[Named-object pointing records]
▬▬▬▬▬▬

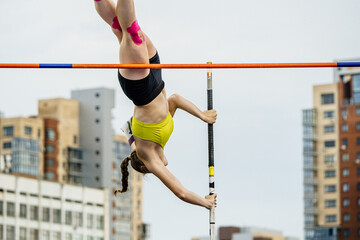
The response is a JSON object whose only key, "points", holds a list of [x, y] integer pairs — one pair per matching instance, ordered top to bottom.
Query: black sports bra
{"points": [[143, 91]]}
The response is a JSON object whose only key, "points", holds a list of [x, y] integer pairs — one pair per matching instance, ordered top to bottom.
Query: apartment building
{"points": [[21, 146], [62, 154], [331, 154], [37, 209]]}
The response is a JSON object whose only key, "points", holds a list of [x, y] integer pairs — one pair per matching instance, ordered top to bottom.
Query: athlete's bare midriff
{"points": [[155, 111]]}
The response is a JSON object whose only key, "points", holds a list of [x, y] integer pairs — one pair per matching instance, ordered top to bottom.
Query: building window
{"points": [[356, 88], [327, 98], [329, 114], [344, 114], [358, 126], [328, 129], [27, 130], [8, 131], [50, 134], [345, 142], [330, 143], [7, 145], [49, 149], [330, 159], [49, 162], [330, 173], [49, 175], [330, 188], [330, 203], [10, 209], [23, 211], [34, 212], [46, 214], [56, 216], [346, 217], [68, 218], [330, 218], [78, 219], [90, 222], [100, 222], [1, 232], [10, 232], [22, 233], [34, 234], [45, 235], [56, 236]]}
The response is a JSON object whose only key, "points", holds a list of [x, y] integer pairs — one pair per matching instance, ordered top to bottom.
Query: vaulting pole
{"points": [[177, 66], [211, 153]]}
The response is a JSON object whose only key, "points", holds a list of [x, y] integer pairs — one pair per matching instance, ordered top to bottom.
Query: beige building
{"points": [[325, 101], [62, 137], [21, 146]]}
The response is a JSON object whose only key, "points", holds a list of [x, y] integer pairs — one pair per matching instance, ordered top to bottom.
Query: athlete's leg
{"points": [[106, 10], [135, 46]]}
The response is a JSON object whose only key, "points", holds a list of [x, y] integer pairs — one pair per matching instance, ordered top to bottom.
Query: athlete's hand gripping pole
{"points": [[211, 154]]}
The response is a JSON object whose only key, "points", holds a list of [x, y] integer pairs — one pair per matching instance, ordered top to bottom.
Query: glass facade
{"points": [[356, 88], [26, 156], [74, 157], [310, 170]]}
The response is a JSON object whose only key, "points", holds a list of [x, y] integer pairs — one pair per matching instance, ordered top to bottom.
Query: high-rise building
{"points": [[72, 142], [21, 146], [331, 152], [103, 153], [63, 158], [37, 209]]}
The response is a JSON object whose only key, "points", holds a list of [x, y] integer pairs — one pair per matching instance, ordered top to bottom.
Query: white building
{"points": [[42, 210]]}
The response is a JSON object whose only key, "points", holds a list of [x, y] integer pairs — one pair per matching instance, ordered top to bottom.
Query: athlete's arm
{"points": [[176, 101], [170, 181]]}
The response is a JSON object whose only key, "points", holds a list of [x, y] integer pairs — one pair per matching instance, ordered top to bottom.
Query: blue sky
{"points": [[258, 136]]}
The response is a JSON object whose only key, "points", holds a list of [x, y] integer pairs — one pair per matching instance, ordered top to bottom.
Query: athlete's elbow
{"points": [[181, 195]]}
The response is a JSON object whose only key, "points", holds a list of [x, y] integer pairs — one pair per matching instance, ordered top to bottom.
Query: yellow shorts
{"points": [[156, 132]]}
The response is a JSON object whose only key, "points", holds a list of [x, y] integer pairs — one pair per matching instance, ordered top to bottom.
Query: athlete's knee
{"points": [[116, 24], [134, 31]]}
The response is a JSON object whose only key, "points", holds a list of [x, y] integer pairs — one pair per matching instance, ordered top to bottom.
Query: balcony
{"points": [[310, 180], [310, 195], [311, 210]]}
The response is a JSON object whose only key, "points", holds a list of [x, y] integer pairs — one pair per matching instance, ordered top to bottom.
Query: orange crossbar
{"points": [[172, 66]]}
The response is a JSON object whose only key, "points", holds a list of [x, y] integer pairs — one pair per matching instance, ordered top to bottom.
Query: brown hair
{"points": [[136, 164]]}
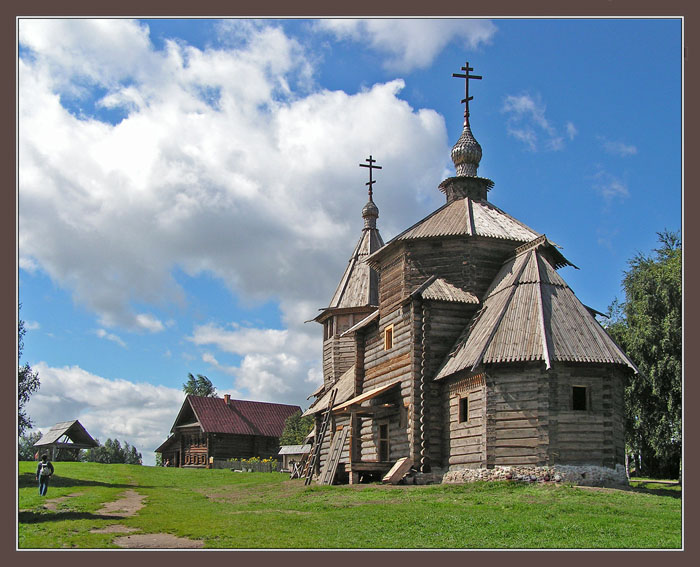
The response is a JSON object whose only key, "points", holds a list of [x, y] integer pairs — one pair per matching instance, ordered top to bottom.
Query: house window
{"points": [[388, 337], [579, 398], [464, 409], [384, 442]]}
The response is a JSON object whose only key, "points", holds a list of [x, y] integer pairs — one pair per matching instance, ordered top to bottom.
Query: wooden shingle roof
{"points": [[464, 217], [359, 285], [530, 313], [345, 385], [242, 417], [67, 432]]}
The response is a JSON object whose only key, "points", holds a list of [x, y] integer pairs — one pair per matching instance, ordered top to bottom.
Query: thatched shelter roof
{"points": [[67, 435]]}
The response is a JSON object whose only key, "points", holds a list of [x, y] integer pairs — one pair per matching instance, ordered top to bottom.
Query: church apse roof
{"points": [[464, 217], [357, 287], [530, 314]]}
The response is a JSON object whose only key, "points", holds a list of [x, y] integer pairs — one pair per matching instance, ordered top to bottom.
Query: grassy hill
{"points": [[223, 509]]}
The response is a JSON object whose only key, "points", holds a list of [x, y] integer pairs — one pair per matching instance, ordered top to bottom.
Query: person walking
{"points": [[43, 472]]}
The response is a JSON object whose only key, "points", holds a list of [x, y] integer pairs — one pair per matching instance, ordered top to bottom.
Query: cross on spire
{"points": [[466, 76], [370, 164]]}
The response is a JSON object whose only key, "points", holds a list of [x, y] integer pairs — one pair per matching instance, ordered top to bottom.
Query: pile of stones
{"points": [[587, 475]]}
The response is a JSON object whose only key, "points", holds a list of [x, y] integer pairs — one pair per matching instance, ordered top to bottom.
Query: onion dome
{"points": [[466, 153], [370, 213]]}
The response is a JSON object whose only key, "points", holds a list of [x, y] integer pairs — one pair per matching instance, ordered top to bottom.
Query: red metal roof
{"points": [[240, 417]]}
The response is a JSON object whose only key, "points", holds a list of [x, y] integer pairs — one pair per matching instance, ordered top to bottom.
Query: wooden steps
{"points": [[331, 465], [398, 471]]}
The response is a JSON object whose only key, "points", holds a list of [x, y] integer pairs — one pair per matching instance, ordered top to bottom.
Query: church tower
{"points": [[355, 297]]}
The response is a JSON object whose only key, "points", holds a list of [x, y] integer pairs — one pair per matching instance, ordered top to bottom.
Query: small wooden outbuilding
{"points": [[208, 428], [67, 435], [293, 454]]}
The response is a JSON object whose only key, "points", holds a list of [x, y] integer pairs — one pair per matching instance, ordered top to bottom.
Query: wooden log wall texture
{"points": [[468, 263], [391, 282], [446, 323], [338, 355], [380, 367], [517, 415], [596, 435], [465, 443], [224, 446]]}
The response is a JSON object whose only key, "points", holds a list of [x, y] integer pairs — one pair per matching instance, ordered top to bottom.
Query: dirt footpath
{"points": [[128, 505]]}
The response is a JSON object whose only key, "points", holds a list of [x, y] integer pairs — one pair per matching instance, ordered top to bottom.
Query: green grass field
{"points": [[267, 510]]}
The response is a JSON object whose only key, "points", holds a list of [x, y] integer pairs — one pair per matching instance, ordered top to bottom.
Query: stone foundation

▬▬▬▬▬▬

▸ YOUR GOAL: Using the data above, print every line exactly, omitting pictures.

▸ TASK ANSWER:
The response is a JSON object whose only key, "points", holds a list of [x, y] integer pairs — one pair per matching instance, ordered top to bottom.
Query: black sports bra
{"points": [[143, 91]]}
The response is a JSON object whose only key, "points", holds a list of [x, y] integer pairs — one pair per matching instance, ordered top to bottom.
Query: apartment building
{"points": [[21, 146], [62, 154], [331, 154], [37, 209]]}
The response is a JSON object whose only key, "points", holds a list of [x, y] integer pairs — one pair per matching instance, ordered top to bottom.
Query: athlete's bare midriff
{"points": [[155, 111]]}
The response is a JSON object whose only key, "points", holds a list of [x, y] integer pairs — one pair per matching instance, ordered top to bottom.
Query: building window
{"points": [[356, 88], [327, 98], [329, 114], [344, 114], [358, 126], [328, 129], [27, 130], [8, 131], [50, 134], [345, 142], [330, 143], [7, 145], [49, 149], [330, 159], [49, 162], [330, 173], [49, 175], [330, 188], [330, 203], [10, 209], [23, 211], [34, 212], [46, 214], [56, 216], [346, 217], [68, 218], [330, 218], [78, 219], [90, 222], [100, 222], [1, 232], [10, 232], [22, 233], [34, 234], [45, 235], [56, 236]]}
The response is a JSON object whose only key, "points", holds a list of [x, y] integer pairs — one pair per matching instance, ordered top to bottom.
Query: vaulting pole
{"points": [[177, 66], [211, 153]]}
The response is a JSON object whose only key, "points", holds a list of [x, y] integer pairs — one pair per matching instance, ordered top to bottom.
Query: beige building
{"points": [[325, 101], [62, 137], [21, 146]]}
The response is a JSON object whose only key, "points", holds a list of [x, y] integer pairs — one pair per matching instance, ordered top to bottom.
Query: athlete's leg
{"points": [[106, 10], [135, 46]]}
The response is a JSON object whose only key, "points", holds a list of [x, y] integer pairs — one pair per matching instance, ordered top to bottom.
Query: athlete's hand gripping pole
{"points": [[211, 154]]}
The response is a JSON object whose only key, "points", holds a list of [x, y] integer pairs — one pair per matching instance, ordered top to bottom.
Query: glass facade
{"points": [[356, 88], [26, 156], [74, 157], [310, 170]]}
The response is a JSON object whose only key, "points", holds a list of [x, y] integer pairs — one pair per matching instance, ordered top to bottom.
Query: high-rise building
{"points": [[72, 142], [21, 146], [331, 152], [103, 153], [63, 158], [37, 209]]}
The response is a JSON object whose only key, "points", holds a list of [x, y] integer pairs — one pair per matching instance, ordered top to bottom.
Query: white building
{"points": [[42, 210]]}
The response is a JSON object whose only key, "points", holds a list of [x, y] integer pairs — one pair per matching instance, ordered top to bottom.
Query: athlete's arm
{"points": [[176, 101], [170, 181]]}
The response is a JSON object whose only key, "points", holds a list of [x, y] integer pairs — one pair per matching instance, ordered top to bottom.
Query: blue sky
{"points": [[258, 136]]}
The response is a JSON object whose only key, "points", holds a list of [x, y] integer pairs — one pair per matching instance, ordered top to bottom.
Query: athlete's elbow
{"points": [[181, 195]]}
The response is a JSON object whose only key, "points", holds a list of [x, y] integer pairs — one pair per matching instance, ordered top to bottom.
Query: yellow shorts
{"points": [[156, 132]]}
The response is a JSON object whose only key, "points", holds a list of [x, y] integer pairs — one pair per matching instance, ordered top to bottom.
Query: athlete's knee
{"points": [[116, 24], [134, 31]]}
The response is a JSON object whose only key, "points", holds a list of [x, y] integer pairs — one pair per matching instance, ordered top to bottom.
Query: balcony
{"points": [[310, 180], [310, 195], [311, 210]]}
The response is a JSON object whose only key, "points", holds a list of [x, y] integer pairs — one pair per matching instance, ordered top to bottom.
Query: orange crossbar
{"points": [[172, 66]]}
The response is a JSON object whose only key, "points", holds a list of [x, y] integer pairs — one pair per matching instance, ordered top to bottom.
Query: brown hair
{"points": [[136, 164]]}
The response is a JSON object whose only key, "points", holds a list of [x, y] integer pairs — one pair per matching instance, ordered top to bottom.
Query: house window
{"points": [[388, 337], [579, 398], [464, 409], [384, 442]]}
The response is a JSON object whose only key, "points", holds a list of [x, y] integer pairs — one pair per matching instance, ordered top to bottom.
Query: wooden shingle roof
{"points": [[464, 217], [359, 285], [530, 313], [345, 385], [242, 417], [67, 432]]}
The response is a JSON object whose only key, "points", holds a list of [x, y] integer pairs — one pair per matching instance, ordered top to bottom.
Query: thatched shelter roof
{"points": [[67, 435]]}
The response is a JSON object whose only key, "points", holds a list of [x, y] integer pairs — one pair per matching instance, ordered top to bottom.
Query: church apse roof
{"points": [[464, 217], [357, 287], [530, 314]]}
The response is a JSON object whose only key, "points", holds a list of [x, y] integer pairs — one pair per matching instance, ordered top to bottom.
Query: grassy hill
{"points": [[223, 509]]}
The response is a JSON object whose only key, "points", holds a list of [x, y] integer pairs — one pair per matching instance, ordered top to bottom.
Query: person walking
{"points": [[43, 472]]}
The response is a JSON object whose only key, "points", holds a list of [x, y] integer pairs — one pair per matching instance, ordered top to bottom.
Query: cross on spire
{"points": [[466, 76], [370, 164]]}
The response is a JSON object whose only key, "points", holds a list of [x, y] integer pairs — one pair per matching instance, ordered top to bottom.
Query: pile of stones
{"points": [[587, 475]]}
The response is a JSON object whose only key, "points", holds a list of [x, y] integer pairs — one pair per matching instance, ordered top to bottom.
Query: onion dome
{"points": [[466, 153], [370, 213]]}
The response is a JSON object whose only key, "points", holds a list of [x, y] integer pairs — one pair per matching instance, ordered top to bottom.
Query: red metal roof
{"points": [[240, 417]]}
The response is a JSON object whose only key, "points", holds a list of [x, y] integer pairs — one pair per matching instance, ordered top to bottom.
Query: wooden steps
{"points": [[331, 465], [398, 471]]}
The response is a JSON object whose only key, "points", holds a list of [x, y] integer pairs — one pair per matching instance, ordered top to bottom.
Query: church tower
{"points": [[355, 297]]}
The response is a JSON object whose only key, "points", holds a list of [x, y] integer pairs — one pair per matching instance, ordered top to bottom.
Query: small wooden outbuilding
{"points": [[208, 428], [67, 435], [293, 454]]}
The response is a JSON object whose only key, "points", holds a list of [x, y] integer pairs — one pair per matching instance, ordered top to bottom.
Query: wooden log wall texture
{"points": [[468, 263], [391, 282], [446, 323], [338, 355], [380, 367], [517, 415], [596, 435], [465, 443], [224, 446]]}
The response is a JSON object whose only key, "points", holds a list of [x, y] integer pairs — one pair per matching instance, ordered top to bottom.
Query: dirt footpath
{"points": [[128, 505]]}
The response is a JSON object whose only key, "points", holds a list of [x, y] integer pairs — one pair per matching instance, ordered top to bottom.
Query: green grass field
{"points": [[267, 510]]}
The response is a JSON object whose only key, "points", holds a list of [x, y] integer pairs — one pair per matching instance, ordered top to bottom.
Query: stone foundation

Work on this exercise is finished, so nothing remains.